* Your objective *
Every line of the entries below that mentions "grassy" is to be copied out.

* Recorded data *
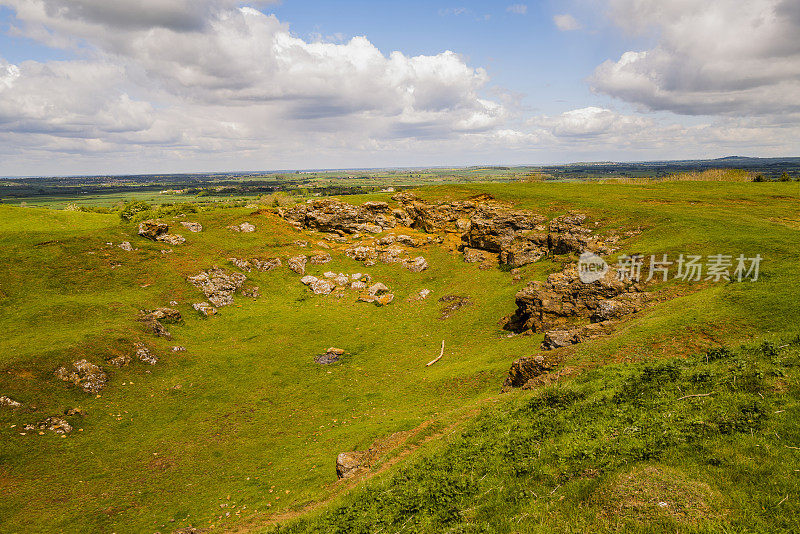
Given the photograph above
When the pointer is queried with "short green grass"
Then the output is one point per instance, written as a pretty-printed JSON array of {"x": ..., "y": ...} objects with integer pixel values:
[{"x": 245, "y": 416}]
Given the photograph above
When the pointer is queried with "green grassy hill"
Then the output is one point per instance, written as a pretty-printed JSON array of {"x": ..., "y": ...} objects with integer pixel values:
[{"x": 240, "y": 432}]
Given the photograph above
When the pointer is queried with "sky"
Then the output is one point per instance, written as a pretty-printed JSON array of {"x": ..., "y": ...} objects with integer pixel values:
[{"x": 164, "y": 86}]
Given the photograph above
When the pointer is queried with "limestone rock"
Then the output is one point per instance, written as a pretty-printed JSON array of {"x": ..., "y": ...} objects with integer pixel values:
[
  {"x": 8, "y": 402},
  {"x": 554, "y": 339},
  {"x": 152, "y": 229},
  {"x": 321, "y": 258},
  {"x": 205, "y": 309},
  {"x": 350, "y": 464},
  {"x": 298, "y": 264},
  {"x": 525, "y": 369},
  {"x": 171, "y": 239},
  {"x": 417, "y": 265},
  {"x": 87, "y": 376},
  {"x": 218, "y": 285}
]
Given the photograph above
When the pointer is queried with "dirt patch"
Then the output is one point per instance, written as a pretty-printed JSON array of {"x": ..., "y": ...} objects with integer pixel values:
[{"x": 651, "y": 493}]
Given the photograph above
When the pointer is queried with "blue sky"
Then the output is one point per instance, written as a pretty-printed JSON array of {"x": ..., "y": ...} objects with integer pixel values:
[{"x": 88, "y": 86}]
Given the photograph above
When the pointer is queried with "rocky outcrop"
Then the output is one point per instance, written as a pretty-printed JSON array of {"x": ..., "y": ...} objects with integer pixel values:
[
  {"x": 526, "y": 369},
  {"x": 298, "y": 264},
  {"x": 563, "y": 300},
  {"x": 353, "y": 463},
  {"x": 56, "y": 424},
  {"x": 332, "y": 355},
  {"x": 218, "y": 285},
  {"x": 243, "y": 228},
  {"x": 153, "y": 229},
  {"x": 192, "y": 227},
  {"x": 8, "y": 402},
  {"x": 87, "y": 376},
  {"x": 556, "y": 339}
]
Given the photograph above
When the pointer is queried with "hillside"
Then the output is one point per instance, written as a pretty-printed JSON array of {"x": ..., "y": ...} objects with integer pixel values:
[{"x": 229, "y": 422}]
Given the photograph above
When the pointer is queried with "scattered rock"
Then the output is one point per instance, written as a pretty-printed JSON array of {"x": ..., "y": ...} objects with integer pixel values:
[
  {"x": 171, "y": 239},
  {"x": 7, "y": 402},
  {"x": 218, "y": 285},
  {"x": 152, "y": 229},
  {"x": 143, "y": 354},
  {"x": 54, "y": 424},
  {"x": 526, "y": 369},
  {"x": 322, "y": 287},
  {"x": 244, "y": 228},
  {"x": 205, "y": 309},
  {"x": 297, "y": 264},
  {"x": 554, "y": 339},
  {"x": 321, "y": 258},
  {"x": 453, "y": 303},
  {"x": 332, "y": 355},
  {"x": 378, "y": 289},
  {"x": 87, "y": 376},
  {"x": 417, "y": 265}
]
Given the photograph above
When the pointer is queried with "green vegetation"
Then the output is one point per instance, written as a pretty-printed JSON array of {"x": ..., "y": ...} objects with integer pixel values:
[
  {"x": 699, "y": 444},
  {"x": 243, "y": 428}
]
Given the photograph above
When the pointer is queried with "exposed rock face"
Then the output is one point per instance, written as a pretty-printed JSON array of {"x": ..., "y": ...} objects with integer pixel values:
[
  {"x": 54, "y": 424},
  {"x": 350, "y": 464},
  {"x": 8, "y": 402},
  {"x": 332, "y": 355},
  {"x": 526, "y": 369},
  {"x": 417, "y": 265},
  {"x": 321, "y": 258},
  {"x": 205, "y": 309},
  {"x": 453, "y": 303},
  {"x": 152, "y": 229},
  {"x": 554, "y": 339},
  {"x": 87, "y": 376},
  {"x": 563, "y": 298},
  {"x": 218, "y": 285},
  {"x": 298, "y": 264},
  {"x": 331, "y": 215},
  {"x": 192, "y": 227},
  {"x": 244, "y": 228}
]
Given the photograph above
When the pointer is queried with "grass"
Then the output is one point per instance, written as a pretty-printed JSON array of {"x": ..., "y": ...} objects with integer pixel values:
[{"x": 245, "y": 419}]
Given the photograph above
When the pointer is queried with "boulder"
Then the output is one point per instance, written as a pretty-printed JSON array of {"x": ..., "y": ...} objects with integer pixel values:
[
  {"x": 554, "y": 339},
  {"x": 308, "y": 280},
  {"x": 56, "y": 424},
  {"x": 332, "y": 355},
  {"x": 322, "y": 287},
  {"x": 218, "y": 285},
  {"x": 152, "y": 229},
  {"x": 350, "y": 464},
  {"x": 192, "y": 227},
  {"x": 87, "y": 376},
  {"x": 417, "y": 265},
  {"x": 8, "y": 402},
  {"x": 525, "y": 369},
  {"x": 205, "y": 309},
  {"x": 297, "y": 264},
  {"x": 171, "y": 239},
  {"x": 320, "y": 258}
]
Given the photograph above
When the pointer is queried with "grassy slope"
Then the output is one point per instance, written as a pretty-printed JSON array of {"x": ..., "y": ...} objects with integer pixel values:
[{"x": 253, "y": 412}]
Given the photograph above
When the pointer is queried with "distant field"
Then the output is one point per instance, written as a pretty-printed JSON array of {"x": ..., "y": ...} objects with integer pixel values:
[{"x": 242, "y": 430}]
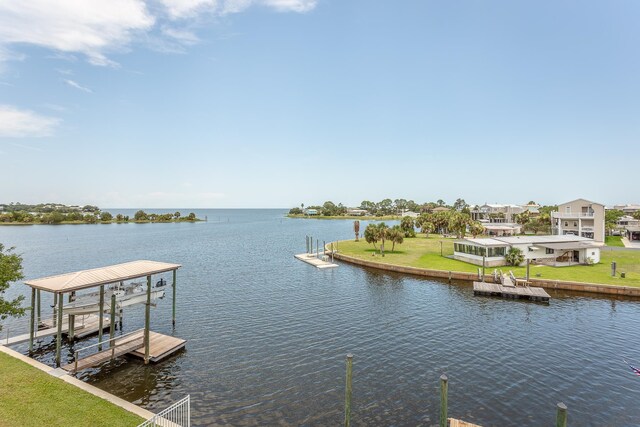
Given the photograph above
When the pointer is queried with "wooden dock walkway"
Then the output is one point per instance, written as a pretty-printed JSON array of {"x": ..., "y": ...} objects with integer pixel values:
[
  {"x": 509, "y": 290},
  {"x": 83, "y": 328},
  {"x": 315, "y": 261},
  {"x": 160, "y": 346}
]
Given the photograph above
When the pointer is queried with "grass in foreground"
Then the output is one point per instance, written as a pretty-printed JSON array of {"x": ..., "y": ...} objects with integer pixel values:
[
  {"x": 425, "y": 253},
  {"x": 30, "y": 397}
]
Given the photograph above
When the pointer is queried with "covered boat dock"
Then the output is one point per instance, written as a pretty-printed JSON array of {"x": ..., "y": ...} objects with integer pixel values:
[{"x": 70, "y": 283}]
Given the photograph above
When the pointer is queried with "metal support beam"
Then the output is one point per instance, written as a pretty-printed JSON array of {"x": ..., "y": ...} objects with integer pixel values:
[
  {"x": 59, "y": 335},
  {"x": 112, "y": 328},
  {"x": 72, "y": 320},
  {"x": 100, "y": 317},
  {"x": 174, "y": 297},
  {"x": 33, "y": 320},
  {"x": 39, "y": 312},
  {"x": 147, "y": 313}
]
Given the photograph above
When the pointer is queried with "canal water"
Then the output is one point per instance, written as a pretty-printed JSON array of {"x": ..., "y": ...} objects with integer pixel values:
[{"x": 267, "y": 335}]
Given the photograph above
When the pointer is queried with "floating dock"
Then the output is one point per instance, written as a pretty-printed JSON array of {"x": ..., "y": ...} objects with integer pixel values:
[
  {"x": 514, "y": 292},
  {"x": 160, "y": 347},
  {"x": 313, "y": 259}
]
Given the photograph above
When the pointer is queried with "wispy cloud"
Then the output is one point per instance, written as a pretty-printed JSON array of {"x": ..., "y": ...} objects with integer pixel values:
[
  {"x": 77, "y": 86},
  {"x": 96, "y": 28},
  {"x": 17, "y": 123}
]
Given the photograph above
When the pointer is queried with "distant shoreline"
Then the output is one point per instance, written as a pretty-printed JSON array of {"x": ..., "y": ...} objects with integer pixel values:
[{"x": 364, "y": 218}]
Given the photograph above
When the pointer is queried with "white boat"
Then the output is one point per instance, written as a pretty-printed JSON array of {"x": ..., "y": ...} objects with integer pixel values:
[{"x": 126, "y": 295}]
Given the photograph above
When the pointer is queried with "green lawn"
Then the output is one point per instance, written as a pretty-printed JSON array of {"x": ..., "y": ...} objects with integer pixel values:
[
  {"x": 30, "y": 397},
  {"x": 613, "y": 241},
  {"x": 425, "y": 253}
]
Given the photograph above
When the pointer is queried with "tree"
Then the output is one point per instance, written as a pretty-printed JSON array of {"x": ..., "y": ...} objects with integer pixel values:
[
  {"x": 475, "y": 228},
  {"x": 407, "y": 226},
  {"x": 514, "y": 257},
  {"x": 523, "y": 218},
  {"x": 140, "y": 216},
  {"x": 106, "y": 217},
  {"x": 396, "y": 235},
  {"x": 460, "y": 204},
  {"x": 10, "y": 271},
  {"x": 371, "y": 235}
]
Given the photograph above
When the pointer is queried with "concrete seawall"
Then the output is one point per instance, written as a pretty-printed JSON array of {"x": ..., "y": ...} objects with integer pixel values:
[{"x": 459, "y": 275}]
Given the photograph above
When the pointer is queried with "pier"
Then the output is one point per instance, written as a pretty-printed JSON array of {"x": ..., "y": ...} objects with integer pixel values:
[
  {"x": 510, "y": 287},
  {"x": 144, "y": 343}
]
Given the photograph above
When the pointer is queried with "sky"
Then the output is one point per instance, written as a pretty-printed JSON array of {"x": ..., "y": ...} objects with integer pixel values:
[{"x": 274, "y": 103}]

* Your response *
When the pointer is queried with "green grassy hill"
When the pointer is queried with "grassy slope"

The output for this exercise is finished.